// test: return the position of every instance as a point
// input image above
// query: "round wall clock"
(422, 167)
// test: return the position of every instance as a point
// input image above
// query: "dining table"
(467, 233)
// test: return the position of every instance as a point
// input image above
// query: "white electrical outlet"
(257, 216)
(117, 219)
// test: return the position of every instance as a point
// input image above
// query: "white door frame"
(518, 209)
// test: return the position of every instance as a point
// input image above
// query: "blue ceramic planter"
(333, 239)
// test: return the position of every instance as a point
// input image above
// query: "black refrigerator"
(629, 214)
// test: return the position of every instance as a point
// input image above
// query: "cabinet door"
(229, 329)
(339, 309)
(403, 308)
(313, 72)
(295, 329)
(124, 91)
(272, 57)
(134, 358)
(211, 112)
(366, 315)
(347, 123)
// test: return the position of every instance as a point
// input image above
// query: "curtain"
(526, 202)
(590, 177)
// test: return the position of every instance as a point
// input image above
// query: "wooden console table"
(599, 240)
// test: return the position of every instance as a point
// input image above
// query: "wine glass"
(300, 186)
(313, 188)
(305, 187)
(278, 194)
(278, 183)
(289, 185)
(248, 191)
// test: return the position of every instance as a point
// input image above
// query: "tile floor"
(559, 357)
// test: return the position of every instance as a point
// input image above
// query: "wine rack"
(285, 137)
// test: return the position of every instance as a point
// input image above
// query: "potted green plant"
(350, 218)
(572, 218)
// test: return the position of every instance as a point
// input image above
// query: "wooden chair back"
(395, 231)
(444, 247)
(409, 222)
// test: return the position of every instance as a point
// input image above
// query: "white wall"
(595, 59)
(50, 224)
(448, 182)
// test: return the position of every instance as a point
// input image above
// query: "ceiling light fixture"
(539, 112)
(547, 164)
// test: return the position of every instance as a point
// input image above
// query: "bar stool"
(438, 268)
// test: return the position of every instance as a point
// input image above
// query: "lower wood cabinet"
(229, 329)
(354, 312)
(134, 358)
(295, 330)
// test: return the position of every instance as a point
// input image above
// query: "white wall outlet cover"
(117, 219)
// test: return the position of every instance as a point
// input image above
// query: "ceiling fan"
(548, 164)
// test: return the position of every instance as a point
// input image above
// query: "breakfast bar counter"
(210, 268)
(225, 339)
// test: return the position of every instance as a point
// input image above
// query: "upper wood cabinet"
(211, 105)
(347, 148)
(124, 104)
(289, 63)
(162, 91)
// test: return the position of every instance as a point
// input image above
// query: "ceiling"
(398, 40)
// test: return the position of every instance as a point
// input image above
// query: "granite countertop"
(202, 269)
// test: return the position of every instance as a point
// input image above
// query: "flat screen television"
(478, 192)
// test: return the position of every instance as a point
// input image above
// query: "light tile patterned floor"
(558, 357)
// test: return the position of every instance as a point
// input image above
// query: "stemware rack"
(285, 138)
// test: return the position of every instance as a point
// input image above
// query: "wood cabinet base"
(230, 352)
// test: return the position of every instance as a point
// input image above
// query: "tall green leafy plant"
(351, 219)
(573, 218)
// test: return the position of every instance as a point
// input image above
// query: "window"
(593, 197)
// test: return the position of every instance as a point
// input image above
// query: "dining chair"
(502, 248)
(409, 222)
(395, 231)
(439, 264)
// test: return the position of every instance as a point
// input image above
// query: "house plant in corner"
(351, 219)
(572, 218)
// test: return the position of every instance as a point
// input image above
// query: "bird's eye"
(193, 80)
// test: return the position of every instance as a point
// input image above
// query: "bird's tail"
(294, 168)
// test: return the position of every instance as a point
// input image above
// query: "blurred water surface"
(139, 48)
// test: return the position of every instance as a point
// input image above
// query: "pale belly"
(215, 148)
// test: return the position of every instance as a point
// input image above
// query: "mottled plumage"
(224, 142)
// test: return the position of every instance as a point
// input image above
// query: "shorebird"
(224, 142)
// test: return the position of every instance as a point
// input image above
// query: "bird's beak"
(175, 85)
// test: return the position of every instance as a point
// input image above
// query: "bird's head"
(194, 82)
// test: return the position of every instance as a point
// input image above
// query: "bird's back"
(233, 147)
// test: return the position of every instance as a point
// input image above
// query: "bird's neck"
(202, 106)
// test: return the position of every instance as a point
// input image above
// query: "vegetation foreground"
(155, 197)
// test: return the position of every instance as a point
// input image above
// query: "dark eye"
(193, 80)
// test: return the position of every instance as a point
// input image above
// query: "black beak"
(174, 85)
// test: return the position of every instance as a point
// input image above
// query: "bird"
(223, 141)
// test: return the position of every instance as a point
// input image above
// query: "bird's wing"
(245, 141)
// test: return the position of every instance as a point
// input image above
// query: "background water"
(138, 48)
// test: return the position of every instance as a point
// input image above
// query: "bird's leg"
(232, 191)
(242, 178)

_ _ _ _ _

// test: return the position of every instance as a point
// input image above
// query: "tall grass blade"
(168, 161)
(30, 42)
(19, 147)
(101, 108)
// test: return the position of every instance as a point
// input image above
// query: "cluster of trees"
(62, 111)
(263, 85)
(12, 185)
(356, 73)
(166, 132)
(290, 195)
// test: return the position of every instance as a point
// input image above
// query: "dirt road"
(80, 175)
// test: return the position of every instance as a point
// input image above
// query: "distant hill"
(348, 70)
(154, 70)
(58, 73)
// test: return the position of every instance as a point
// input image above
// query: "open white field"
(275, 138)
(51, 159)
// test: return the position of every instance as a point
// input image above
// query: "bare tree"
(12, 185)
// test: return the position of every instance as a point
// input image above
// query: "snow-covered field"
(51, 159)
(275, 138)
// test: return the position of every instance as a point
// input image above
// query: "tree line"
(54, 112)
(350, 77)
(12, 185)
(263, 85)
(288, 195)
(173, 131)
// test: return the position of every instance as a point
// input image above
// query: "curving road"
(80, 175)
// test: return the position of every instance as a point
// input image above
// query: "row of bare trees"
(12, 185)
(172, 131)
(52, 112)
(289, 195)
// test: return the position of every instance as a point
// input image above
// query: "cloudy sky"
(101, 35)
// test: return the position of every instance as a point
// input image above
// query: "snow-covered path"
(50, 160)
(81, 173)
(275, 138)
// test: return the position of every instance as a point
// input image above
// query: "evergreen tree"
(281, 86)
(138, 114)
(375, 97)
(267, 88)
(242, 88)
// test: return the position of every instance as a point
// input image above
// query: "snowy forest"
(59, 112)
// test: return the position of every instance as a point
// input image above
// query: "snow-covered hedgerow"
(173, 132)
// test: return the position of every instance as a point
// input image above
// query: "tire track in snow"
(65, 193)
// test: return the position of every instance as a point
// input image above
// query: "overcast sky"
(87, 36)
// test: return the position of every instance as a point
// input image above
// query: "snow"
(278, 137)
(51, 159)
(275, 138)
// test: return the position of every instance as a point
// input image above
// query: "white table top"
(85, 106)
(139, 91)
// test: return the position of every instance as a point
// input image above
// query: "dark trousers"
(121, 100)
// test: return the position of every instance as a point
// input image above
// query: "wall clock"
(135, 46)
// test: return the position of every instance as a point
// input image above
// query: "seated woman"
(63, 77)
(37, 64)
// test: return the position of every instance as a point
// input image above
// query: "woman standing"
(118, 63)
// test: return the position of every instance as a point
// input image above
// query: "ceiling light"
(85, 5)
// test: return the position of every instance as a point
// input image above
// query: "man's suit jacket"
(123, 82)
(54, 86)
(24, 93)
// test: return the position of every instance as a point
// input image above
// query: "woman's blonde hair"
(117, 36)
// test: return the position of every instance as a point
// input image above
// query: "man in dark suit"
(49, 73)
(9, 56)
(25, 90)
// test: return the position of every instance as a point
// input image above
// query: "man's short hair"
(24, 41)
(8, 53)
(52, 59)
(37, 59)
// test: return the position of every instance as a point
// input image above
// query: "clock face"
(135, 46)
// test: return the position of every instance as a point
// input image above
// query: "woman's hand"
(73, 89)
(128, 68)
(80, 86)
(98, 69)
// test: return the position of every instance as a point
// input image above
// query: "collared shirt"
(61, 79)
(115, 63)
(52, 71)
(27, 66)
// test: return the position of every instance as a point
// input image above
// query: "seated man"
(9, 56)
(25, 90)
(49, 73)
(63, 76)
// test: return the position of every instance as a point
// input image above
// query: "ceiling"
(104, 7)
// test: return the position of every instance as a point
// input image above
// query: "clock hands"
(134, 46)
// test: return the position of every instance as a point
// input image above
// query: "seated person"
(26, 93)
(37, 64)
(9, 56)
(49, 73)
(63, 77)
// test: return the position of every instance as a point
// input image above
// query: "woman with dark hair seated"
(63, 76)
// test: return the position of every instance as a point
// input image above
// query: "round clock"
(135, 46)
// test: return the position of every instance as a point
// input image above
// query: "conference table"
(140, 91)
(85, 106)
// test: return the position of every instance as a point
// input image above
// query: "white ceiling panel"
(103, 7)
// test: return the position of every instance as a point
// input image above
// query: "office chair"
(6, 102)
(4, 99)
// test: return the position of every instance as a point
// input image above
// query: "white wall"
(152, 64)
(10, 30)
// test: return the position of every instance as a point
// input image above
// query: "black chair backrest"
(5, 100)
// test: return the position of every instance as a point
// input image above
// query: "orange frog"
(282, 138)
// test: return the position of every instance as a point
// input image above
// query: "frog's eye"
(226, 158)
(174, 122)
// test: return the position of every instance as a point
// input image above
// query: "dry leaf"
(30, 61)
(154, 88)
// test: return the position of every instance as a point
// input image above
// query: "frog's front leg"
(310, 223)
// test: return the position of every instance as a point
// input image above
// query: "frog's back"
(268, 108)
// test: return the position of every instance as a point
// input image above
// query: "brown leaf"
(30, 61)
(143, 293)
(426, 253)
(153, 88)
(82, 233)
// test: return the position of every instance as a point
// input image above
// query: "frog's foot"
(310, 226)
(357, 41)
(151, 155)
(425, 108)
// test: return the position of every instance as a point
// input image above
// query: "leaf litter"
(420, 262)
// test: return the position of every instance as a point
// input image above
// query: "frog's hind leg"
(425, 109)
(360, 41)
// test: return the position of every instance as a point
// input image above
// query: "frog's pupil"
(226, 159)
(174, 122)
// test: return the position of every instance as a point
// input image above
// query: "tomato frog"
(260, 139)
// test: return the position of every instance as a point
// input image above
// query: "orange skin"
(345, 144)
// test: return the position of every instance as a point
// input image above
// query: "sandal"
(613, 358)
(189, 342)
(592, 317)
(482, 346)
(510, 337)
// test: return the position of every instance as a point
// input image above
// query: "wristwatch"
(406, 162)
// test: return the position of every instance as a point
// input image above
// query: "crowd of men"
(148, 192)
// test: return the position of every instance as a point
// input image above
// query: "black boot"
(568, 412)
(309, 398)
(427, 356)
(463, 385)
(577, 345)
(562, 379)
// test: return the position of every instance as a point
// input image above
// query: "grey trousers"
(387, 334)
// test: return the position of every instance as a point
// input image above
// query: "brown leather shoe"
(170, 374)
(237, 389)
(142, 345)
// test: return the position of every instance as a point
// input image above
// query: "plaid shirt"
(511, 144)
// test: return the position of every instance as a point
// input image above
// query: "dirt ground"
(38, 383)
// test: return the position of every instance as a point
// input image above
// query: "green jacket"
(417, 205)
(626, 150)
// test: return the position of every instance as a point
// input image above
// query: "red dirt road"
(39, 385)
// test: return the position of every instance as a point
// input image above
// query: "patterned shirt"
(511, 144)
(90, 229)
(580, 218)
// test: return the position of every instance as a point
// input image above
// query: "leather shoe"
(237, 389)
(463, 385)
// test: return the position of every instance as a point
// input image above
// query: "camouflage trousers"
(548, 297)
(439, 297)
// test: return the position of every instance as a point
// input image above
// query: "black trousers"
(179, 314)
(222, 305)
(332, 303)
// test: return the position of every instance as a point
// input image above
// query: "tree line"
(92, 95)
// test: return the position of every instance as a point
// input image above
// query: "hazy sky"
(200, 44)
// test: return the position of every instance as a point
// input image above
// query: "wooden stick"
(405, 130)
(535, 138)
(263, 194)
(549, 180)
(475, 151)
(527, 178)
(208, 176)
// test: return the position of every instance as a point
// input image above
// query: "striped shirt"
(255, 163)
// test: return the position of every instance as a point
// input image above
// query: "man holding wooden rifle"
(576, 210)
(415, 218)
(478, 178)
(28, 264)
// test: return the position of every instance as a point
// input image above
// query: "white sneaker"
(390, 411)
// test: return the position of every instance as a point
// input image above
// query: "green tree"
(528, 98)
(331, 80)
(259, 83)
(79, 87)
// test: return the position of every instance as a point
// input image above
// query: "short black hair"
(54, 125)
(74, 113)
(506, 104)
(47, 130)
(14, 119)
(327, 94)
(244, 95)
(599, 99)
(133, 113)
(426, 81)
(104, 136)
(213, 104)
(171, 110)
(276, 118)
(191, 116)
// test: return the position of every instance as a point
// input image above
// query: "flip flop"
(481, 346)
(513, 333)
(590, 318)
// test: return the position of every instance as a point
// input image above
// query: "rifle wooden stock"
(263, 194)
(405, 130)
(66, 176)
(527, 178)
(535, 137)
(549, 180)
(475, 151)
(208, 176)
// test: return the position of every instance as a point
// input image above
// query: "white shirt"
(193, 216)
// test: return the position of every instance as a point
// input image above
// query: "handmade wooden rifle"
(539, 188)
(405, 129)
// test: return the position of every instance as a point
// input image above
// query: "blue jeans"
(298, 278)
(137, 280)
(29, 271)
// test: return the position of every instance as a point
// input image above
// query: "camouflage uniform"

_ _ _ _ _

» **Work required**:
Which lines in the entries above contain the string "short"? Show each of those lines in full. Case counts.

» **Answer for this exercise**:
// query: "man's short hair"
// query: "short black hair"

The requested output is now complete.